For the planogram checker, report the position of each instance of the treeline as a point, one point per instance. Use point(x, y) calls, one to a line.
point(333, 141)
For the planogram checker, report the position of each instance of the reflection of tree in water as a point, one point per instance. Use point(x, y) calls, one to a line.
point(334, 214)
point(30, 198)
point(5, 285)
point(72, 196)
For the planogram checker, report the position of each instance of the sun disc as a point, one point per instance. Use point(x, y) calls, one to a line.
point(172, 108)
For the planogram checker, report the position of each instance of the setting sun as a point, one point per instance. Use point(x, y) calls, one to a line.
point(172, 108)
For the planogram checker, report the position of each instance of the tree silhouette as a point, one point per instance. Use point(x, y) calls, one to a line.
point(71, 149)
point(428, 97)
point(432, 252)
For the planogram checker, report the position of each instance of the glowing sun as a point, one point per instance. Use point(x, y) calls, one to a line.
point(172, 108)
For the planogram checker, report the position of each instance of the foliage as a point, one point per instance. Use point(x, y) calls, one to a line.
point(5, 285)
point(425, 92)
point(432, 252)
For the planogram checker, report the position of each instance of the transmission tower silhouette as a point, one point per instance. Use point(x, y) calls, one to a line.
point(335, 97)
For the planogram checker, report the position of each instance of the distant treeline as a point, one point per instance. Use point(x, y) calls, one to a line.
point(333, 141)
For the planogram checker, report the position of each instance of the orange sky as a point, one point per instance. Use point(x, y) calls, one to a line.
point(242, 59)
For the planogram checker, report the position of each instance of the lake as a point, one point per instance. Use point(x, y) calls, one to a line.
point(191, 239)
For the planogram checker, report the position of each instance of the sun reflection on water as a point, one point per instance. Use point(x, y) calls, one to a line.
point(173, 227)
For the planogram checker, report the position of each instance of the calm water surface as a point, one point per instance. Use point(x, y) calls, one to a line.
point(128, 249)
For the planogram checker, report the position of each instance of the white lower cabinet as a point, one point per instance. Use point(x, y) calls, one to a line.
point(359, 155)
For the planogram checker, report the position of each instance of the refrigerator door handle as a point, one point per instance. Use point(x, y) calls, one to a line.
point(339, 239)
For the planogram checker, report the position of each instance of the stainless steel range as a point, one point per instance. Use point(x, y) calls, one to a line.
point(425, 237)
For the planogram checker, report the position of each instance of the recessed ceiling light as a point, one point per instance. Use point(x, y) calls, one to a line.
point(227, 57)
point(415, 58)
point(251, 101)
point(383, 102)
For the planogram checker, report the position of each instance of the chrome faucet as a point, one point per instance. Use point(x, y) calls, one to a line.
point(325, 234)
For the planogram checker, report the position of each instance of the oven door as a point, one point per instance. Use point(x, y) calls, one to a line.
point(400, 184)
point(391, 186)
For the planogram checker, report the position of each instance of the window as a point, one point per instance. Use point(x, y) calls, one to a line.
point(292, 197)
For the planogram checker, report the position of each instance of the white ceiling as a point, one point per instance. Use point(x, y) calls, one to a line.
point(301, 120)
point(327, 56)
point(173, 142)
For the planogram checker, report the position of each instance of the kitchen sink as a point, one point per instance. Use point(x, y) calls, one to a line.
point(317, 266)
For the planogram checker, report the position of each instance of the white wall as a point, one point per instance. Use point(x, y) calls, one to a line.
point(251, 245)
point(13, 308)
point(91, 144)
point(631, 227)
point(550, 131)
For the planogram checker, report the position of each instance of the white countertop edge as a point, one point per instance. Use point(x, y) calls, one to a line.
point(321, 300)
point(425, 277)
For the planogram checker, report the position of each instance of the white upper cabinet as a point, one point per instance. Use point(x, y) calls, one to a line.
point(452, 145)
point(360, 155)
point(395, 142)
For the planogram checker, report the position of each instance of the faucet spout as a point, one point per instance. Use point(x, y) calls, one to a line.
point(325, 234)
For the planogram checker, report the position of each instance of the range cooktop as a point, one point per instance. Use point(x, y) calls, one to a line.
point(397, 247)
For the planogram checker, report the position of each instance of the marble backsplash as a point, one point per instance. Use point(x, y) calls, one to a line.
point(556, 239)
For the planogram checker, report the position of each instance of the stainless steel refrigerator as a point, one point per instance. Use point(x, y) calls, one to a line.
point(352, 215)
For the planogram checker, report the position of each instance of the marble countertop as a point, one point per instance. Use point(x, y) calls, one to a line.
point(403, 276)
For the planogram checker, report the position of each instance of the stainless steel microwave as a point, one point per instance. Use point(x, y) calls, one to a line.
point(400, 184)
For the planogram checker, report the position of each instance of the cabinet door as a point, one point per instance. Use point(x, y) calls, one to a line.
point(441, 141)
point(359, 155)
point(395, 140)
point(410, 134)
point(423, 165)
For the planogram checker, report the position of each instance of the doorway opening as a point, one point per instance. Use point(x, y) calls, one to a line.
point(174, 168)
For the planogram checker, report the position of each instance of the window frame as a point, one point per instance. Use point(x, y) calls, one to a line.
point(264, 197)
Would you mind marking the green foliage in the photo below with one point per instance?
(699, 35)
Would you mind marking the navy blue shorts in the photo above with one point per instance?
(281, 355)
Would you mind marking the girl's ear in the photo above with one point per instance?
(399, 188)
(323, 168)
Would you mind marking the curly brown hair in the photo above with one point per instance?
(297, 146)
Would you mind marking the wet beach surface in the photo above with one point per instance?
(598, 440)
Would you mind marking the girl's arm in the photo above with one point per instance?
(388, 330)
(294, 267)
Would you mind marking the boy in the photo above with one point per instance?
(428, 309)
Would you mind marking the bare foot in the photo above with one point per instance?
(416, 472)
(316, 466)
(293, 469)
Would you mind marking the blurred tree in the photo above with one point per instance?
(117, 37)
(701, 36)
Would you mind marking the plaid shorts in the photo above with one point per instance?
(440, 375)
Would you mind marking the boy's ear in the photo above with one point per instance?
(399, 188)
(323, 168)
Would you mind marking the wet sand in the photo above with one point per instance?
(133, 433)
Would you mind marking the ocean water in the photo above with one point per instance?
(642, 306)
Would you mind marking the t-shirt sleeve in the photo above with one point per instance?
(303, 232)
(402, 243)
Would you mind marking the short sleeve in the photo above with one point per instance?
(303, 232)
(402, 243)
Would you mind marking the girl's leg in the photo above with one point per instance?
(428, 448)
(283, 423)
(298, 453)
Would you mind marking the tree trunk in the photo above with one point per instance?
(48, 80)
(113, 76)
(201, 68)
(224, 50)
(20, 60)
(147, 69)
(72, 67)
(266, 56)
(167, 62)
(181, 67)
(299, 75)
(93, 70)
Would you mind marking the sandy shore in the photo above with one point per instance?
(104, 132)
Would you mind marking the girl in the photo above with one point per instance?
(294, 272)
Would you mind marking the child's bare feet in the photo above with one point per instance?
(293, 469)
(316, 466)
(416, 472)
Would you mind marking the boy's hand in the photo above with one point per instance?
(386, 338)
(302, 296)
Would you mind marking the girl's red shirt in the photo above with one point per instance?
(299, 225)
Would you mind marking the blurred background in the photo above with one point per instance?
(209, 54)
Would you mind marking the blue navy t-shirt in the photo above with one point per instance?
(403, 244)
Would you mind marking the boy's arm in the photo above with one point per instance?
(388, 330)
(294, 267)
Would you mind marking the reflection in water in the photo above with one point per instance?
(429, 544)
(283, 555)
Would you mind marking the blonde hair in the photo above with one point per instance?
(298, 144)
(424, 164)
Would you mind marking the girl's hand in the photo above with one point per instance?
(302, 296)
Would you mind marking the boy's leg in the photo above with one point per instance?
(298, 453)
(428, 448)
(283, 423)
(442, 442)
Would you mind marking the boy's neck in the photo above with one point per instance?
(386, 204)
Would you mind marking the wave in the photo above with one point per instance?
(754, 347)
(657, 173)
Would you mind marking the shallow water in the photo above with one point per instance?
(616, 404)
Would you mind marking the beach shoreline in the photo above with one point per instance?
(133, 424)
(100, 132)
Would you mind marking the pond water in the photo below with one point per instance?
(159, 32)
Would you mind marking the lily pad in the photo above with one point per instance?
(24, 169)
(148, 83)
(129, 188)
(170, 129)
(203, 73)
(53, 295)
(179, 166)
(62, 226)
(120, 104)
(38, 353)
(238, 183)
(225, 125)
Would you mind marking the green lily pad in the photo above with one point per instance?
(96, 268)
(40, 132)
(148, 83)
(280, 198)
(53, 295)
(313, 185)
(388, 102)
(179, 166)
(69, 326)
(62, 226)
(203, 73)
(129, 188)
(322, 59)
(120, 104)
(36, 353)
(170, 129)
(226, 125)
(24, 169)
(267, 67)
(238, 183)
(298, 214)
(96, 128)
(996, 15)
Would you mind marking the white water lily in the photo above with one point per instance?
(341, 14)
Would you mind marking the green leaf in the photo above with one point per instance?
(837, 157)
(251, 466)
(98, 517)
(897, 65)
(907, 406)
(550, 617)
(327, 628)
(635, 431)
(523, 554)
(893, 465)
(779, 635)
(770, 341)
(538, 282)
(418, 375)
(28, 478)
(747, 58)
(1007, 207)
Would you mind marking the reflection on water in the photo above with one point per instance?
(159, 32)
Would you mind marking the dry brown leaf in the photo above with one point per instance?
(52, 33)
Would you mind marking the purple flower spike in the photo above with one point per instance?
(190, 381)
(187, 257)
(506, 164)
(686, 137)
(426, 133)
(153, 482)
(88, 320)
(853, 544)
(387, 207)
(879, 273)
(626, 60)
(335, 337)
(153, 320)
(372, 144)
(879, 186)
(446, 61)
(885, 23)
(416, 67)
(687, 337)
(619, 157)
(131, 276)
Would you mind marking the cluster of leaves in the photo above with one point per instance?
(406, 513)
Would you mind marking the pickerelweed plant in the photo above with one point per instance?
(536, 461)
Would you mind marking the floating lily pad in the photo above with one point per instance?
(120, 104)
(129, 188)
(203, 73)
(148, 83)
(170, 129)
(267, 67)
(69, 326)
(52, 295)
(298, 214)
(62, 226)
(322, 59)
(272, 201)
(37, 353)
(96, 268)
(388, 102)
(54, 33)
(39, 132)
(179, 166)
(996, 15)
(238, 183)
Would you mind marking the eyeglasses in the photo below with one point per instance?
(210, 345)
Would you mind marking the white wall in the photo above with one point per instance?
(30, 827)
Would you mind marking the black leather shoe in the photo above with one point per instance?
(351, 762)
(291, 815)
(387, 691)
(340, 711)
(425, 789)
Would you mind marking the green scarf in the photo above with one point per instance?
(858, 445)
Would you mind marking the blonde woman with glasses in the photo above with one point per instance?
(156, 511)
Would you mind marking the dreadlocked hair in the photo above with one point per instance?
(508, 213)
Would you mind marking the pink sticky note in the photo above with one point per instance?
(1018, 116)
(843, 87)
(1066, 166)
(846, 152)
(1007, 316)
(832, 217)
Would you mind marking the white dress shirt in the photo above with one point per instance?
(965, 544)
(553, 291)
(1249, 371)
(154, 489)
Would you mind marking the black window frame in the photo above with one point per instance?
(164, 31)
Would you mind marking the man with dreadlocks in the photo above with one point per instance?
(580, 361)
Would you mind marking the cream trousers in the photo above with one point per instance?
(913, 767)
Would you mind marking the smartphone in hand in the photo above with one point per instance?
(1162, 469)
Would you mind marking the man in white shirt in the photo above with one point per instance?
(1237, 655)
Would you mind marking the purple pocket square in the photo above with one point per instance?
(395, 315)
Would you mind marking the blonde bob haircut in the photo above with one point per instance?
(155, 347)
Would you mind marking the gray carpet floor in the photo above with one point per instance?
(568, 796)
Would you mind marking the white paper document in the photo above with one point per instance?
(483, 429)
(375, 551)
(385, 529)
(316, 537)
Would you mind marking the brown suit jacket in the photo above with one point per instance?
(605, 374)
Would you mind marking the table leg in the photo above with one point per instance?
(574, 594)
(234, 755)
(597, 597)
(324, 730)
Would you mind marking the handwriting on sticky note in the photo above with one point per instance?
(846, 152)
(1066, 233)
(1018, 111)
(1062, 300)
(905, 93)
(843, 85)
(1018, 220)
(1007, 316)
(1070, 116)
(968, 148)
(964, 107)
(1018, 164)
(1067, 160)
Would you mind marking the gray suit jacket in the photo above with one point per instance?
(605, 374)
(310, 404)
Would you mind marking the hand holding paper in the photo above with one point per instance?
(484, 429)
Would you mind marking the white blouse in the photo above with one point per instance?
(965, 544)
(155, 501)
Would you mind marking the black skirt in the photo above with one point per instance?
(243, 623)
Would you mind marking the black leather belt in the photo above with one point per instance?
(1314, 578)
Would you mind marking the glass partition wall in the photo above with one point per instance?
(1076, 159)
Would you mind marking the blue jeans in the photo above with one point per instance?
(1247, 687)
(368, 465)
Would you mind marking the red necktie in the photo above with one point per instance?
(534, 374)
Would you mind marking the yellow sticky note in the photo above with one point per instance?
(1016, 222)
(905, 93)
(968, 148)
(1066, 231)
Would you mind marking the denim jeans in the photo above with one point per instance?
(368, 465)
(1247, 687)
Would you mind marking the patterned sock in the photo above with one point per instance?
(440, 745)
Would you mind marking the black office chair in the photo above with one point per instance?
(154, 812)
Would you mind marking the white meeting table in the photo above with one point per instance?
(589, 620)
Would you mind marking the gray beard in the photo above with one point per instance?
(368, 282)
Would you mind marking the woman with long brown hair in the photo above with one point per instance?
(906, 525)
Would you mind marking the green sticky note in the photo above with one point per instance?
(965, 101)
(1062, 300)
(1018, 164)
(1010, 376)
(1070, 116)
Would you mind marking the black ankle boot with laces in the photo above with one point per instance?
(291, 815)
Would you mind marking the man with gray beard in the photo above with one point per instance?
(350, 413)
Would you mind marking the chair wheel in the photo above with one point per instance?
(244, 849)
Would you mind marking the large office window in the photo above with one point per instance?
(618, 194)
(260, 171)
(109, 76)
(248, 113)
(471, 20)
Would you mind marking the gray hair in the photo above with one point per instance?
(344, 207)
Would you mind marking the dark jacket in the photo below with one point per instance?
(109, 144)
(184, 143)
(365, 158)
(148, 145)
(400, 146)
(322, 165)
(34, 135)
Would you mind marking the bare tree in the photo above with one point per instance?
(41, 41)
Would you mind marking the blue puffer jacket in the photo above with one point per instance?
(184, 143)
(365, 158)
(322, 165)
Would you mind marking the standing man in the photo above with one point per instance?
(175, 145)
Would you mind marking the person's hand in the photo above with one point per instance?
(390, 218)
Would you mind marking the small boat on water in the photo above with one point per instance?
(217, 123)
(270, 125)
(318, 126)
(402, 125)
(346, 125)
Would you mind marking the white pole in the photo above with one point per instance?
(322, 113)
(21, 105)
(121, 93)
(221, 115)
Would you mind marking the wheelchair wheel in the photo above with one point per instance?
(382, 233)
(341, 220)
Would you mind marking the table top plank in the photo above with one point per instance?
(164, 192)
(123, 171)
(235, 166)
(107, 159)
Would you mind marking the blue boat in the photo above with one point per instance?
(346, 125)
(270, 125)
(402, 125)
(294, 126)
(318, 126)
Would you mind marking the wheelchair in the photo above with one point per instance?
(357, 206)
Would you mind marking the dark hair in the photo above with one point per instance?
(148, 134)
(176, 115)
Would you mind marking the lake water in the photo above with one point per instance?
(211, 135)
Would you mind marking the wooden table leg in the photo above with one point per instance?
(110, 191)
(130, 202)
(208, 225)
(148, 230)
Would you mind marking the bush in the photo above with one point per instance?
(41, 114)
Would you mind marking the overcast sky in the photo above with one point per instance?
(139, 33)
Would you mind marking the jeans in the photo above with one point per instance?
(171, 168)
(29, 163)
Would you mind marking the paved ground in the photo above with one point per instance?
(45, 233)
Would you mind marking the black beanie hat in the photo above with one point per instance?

# WHAT YOU HAVE TO DO
Copy out the entries above verbatim, from the line containing "of the glowing" through the line containing "point(173, 227)", including both of those lines.

# TASK SOLUTION
For the planogram checker, report the position of each instance of the glowing sun as a point, one point per instance. Use point(x, y) calls, one to a line.
point(172, 108)
For the planogram checker, report the position of each instance of the foliage as a point, one point per instance. Use point(x, y) calls, one to a line.
point(5, 285)
point(425, 92)
point(432, 252)
For the planogram checker, report the position of each instance of the transmission tower silhouette as a point, one point per instance. Use point(x, y) calls, one to a line.
point(335, 97)
For the planogram checker, report the position of each instance of the distant treeline as a point, one point per instance. Use point(x, y) calls, one to a line.
point(333, 141)
For the planogram checker, report the position of each instance of the orange sky as a point, one point per instance. Use point(x, y) calls, one to a line.
point(242, 59)
For the planogram checker, report the position of each instance of the lake as a point, one point per instance. Use point(x, y) calls, one to a line.
point(191, 239)
For the planogram checker, report the position of each instance of the sun reflection on water as a point, one point per instance. Use point(x, y) calls, one to a line.
point(173, 227)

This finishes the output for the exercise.